REQUIRED ACTION 1
Using the passage on TatAd-GFP foci, decide whether each statement agrees with it, answering yes or no and quoting the words that settle it: (a) TatAd-GFP foci are absent in strain 168 ΔtatCy; (b) cells without TatCy hold less TatAd-GFP fusion protein than cells with TatCy; (c) strain 168 Ad-gfp produces TatCd.
REQUIRED ACTION 2
Reproduce word for word the part of the passage on TatAd-GFP foci from "The subcellular localization of Tat components" up to and including "so far (20).".

SELECTED PASSAGE
Foci of TatAd-GFP depend on TatCd or TatCy.

Since we observed that the foci of xylose-induced TatAd-GFP depend on the presence of TatCy, we also investigated the localization pattern of TatAd-GFP expressed from its own promoter after integration of plasmid pSG1151-TatAd in strain 168 ΔtatCy, in which the tatCy gene is deleted. In this strain, foci of the fusion protein are completely absent and only the peripheral fluorescence signal is visible. However, TatAd-GFP foci could be observed when TatCy was reintroduced into strain 168 ΔtatCy via production from plasmid pCCy (Fig. 5A). These different localization patterns are not the result of different intracellular amounts of the TatAd-GFP fusion protein, since these are similar in the presence or absence of TatCy (Fig. 5B). This demonstrates that the foci of TatAd-GFP expressed from its native promoter depend on the presence of TatCy, as was also observed for the xylose-induced TatAd-GFP. In addition, these results indicate that the foci of TatAd-GFP observed in strain 168 Ad-gfp cells grown in LPDM (Fig. 4C) are caused by TatCy (Table 2), which is known to be produced under these conditions (11).

FIG. 5. — Foci of TatAd-GFP depend on a TatC component. (A) Strains 168 Δ*tatCy Ad-gfp* (Δ*tatCy*), 168 Δ*tatCy Ad-gfp*/pCCy (+ TatCy), and 168 Δ*tatCy Ad-gfp*/pCCd (+ TatCd) were grown in LPDM for 7 h and examined by fluorescence microscopy. Phase-contrast (left) and fluorescence (right) pictures of the same cells are shown, and the scale bars indicate 5 μm. (B) At the same time as the samples whose images are shown in panel A, samples containing equal amounts of cells were taken and analyzed by SDS-PAGE and Western blotting using anti-GFP antibodies. Lane 1, 168 Δ*tatCy Ad-gfp*; lane 2, 168 Δ*tatCy Ad-gfp*/pCCy; lane 3, 168 Δ*tatCy Ad-gfp*/pCCd. Mobilities of molecular mass markers (in kDa) are shown on the right.

As demonstrated by the results described above, strain 168 Ad-gfp does not produce TatCd. Therefore, we investigated whether TatAd-GFP would be localized in foci when TatCd, encoded by plasmid pCCd, was introduced into strain 168 ΔtatCy Ad-gfp. As can be observed from the results in Fig. 5A, like that of TatCy, the presence of TatCd also results in foci of TatAd-GFP in strain 168 ΔtatCy Ad-gfp. This demonstrates that the localization of TatAd in foci depends on the presence of a TatC component (Table 2) and suggests that TatAd can functionally interact with both TatCd and TatCy.

DISCUSSION

The subcellular localization of Tat components in E. coli has been extensively investigated by using fluorescence microscopy (4, 18, 25). The Tat machineries of gram-positive bacteria have a different composition than those of gram-negative organisms, lacking a TatB protein. Much research has been done to elucidate the working mechanism of Tat translocation in the model gram-positive organism B. subtilis, but only the subcellular localization of TatCy has been reported so far (20).

PROVIDED INFORMATION
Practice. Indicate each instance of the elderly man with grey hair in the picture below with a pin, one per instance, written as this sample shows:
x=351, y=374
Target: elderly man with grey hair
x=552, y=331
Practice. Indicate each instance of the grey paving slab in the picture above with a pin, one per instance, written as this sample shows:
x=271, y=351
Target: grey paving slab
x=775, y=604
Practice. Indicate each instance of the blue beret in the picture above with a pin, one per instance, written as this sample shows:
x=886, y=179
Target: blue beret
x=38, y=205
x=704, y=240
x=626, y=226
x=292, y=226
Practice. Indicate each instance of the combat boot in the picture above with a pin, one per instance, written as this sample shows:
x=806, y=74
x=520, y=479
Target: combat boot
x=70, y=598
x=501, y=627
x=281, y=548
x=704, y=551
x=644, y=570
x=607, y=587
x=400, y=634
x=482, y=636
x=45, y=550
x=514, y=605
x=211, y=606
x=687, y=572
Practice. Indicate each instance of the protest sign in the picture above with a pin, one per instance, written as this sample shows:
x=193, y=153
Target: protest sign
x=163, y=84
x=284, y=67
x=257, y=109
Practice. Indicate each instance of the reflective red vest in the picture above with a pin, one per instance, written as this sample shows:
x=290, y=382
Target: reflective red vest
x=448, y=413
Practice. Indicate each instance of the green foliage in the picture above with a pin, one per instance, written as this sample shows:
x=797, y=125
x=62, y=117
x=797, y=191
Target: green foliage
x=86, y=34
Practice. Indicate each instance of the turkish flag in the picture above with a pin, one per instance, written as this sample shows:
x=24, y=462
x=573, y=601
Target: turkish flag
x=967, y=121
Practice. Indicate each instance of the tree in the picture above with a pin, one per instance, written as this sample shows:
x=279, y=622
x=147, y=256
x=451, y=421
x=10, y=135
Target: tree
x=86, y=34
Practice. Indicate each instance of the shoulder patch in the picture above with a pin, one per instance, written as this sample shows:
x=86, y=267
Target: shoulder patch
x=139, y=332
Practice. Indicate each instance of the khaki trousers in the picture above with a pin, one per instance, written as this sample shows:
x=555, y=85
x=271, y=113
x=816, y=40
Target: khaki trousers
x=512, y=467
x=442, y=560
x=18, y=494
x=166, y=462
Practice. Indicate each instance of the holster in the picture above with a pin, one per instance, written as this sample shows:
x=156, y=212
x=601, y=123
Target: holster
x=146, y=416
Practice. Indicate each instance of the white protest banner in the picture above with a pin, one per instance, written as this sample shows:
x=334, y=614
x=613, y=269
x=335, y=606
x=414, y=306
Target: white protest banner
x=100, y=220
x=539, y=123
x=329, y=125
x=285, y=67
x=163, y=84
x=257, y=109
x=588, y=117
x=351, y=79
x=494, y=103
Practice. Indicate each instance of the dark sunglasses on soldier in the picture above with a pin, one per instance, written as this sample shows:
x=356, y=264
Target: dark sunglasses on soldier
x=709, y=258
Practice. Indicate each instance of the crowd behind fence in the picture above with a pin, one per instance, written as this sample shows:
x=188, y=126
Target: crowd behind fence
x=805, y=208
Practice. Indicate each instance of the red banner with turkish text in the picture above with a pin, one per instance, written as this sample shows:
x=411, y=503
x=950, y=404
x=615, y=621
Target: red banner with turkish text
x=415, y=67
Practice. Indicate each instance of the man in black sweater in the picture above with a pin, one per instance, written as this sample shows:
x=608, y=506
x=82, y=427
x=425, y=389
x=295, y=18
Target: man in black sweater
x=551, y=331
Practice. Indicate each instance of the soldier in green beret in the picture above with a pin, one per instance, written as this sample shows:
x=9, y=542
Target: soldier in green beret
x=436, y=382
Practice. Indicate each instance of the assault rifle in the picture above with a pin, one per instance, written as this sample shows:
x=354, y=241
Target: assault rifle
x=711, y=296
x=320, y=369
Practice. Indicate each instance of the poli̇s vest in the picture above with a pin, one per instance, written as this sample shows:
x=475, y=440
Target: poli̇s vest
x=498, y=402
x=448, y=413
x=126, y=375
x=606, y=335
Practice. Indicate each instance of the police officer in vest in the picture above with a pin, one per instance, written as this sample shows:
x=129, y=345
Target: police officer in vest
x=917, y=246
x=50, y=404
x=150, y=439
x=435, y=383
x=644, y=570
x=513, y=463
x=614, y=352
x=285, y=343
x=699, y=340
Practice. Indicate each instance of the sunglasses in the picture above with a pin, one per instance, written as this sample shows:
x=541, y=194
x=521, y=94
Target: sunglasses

WRITTEN RESPONSE 1
(a) Yes: "In this strain, foci of the fusion protein are completely absent and only the peripheral fluorescence signal is visible."
(b) No: "these are similar in the presence or absence of TatCy (Fig. 5B)"
(c) No: "strain 168 Ad-gfp does not produce TatCd."

WRITTEN RESPONSE 2
The subcellular localization of Tat components in E. coli has been extensively investigated by using fluorescence microscopy (4, 18, 25). The Tat machineries of gram-positive bacteria have a different composition than those of gram-negative organisms, lacking a TatB protein. Much research has been done to elucidate the working mechanism of Tat translocation in the model gram-positive organism B. subtilis, but only the subcellular localization of TatCy has been reported so far (20).